EXERCISE INSTRUCTIONS:
Can you set out the lines below as a numbered list, leaving out any blank lines?

RECORDS FOR THIS EXERCISE:
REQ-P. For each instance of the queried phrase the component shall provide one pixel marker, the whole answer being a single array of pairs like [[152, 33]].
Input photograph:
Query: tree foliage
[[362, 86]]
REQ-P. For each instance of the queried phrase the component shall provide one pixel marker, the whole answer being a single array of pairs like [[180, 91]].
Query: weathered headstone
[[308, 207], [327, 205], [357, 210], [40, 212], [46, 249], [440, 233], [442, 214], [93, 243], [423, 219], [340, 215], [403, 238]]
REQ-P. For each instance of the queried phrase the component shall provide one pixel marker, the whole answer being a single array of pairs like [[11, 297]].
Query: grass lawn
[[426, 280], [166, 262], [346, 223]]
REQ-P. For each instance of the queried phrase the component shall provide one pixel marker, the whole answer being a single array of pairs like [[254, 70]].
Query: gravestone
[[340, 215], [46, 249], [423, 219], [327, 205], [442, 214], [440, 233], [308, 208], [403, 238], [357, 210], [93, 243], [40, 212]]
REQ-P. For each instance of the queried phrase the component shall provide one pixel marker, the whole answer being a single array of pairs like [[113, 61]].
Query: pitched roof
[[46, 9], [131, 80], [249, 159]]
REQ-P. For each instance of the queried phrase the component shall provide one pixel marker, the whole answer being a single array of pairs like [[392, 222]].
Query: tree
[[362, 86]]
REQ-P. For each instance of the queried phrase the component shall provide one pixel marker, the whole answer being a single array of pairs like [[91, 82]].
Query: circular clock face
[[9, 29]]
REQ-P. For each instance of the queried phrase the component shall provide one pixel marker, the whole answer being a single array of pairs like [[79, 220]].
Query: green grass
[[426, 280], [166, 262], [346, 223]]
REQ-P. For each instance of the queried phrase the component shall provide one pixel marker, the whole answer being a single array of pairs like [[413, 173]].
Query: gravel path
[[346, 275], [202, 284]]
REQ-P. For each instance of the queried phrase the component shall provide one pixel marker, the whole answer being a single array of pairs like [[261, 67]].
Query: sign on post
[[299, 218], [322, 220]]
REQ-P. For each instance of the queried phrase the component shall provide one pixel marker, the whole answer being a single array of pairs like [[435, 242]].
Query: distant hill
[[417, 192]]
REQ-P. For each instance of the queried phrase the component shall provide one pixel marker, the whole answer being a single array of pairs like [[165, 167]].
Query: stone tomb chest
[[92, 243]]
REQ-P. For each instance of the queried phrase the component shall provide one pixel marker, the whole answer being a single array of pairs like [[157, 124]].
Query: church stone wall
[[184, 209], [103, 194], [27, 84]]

RESULT BELOW:
1. REQ-P. For each instance of the queried phrase the component shall provide one pixel marker, the whole answer being a single array of pairs like [[152, 33]].
2. Input photograph:
3. Query: tree foliage
4. [[362, 86]]
5. REQ-P. For each instance of the queried phrase the component shall provide one pixel marker, the whole answer being a single array of pairs like [[180, 91]].
6. Query: weathered headstone
7. [[308, 207], [327, 205], [357, 210], [40, 212], [46, 249], [440, 233], [442, 214], [93, 243], [423, 219], [340, 215], [403, 238]]
8. REQ-P. For each instance of the queried phrase the component shall provide one pixel marker, the whole answer being a single array of pairs like [[11, 297]].
9. Query: grass lawn
10. [[426, 280], [166, 262], [346, 223]]
11. REQ-P. For each instance of the queried phrase the component shall provide one pixel marker, the whole answer being a single array of pairs like [[254, 70]].
12. Query: gravestone
13. [[340, 215], [46, 249], [423, 219], [327, 205], [442, 214], [440, 233], [308, 208], [403, 238], [357, 210], [93, 243], [40, 212]]
14. REQ-P. For each instance of the queried phrase the component shall provide one pixel marker, the whole answer being a single array of pairs like [[113, 61]].
15. Query: pitched roof
16. [[46, 9], [131, 80], [249, 159]]
17. REQ-P. For each instance of the queried phrase the component shall provide one pixel marker, the whole answer being a single array of pairs like [[392, 222]].
18. Query: tree
19. [[362, 86]]
20. REQ-P. For each instance of the queried phrase the component shall provide one pixel marker, the whole answer being a single array of pairs like [[91, 82]].
21. Query: circular clock face
22. [[9, 29]]
23. REQ-P. For each instance of the queried phrase the component shall provide one pixel marker, the whole answer being a single array of pairs like [[79, 220]].
24. Query: green grass
25. [[426, 280], [166, 262], [346, 223]]
26. REQ-P. For each instance of the queried phrase the component shall provide one pixel marker, the whole answer being a single array of pairs like [[413, 173]].
27. Query: gravel path
28. [[346, 275], [202, 284]]
29. REQ-P. For each instance of the queried phrase the component shall provide one pixel marker, the whole answer being a single array of pairs like [[261, 67]].
30. Query: sign on post
31. [[299, 218], [322, 220]]
32. REQ-P. For each instance of the queried phrase the component shall provide one pixel marker, the whole answer being a single array of pairs like [[435, 242]].
33. Query: distant hill
34. [[417, 192]]
35. REQ-P. For each instance of the queried phrase the component shall provide one pixel marker, the whole answer being a single array of pairs like [[165, 167]].
36. Query: stone tomb chest
37. [[92, 243]]
38. REQ-P. For each instance of the queried phrase the component shall provide one pixel marker, the whole answer being a single array of pairs like [[157, 124]].
39. Query: church stone wall
40. [[184, 209], [103, 194], [27, 84]]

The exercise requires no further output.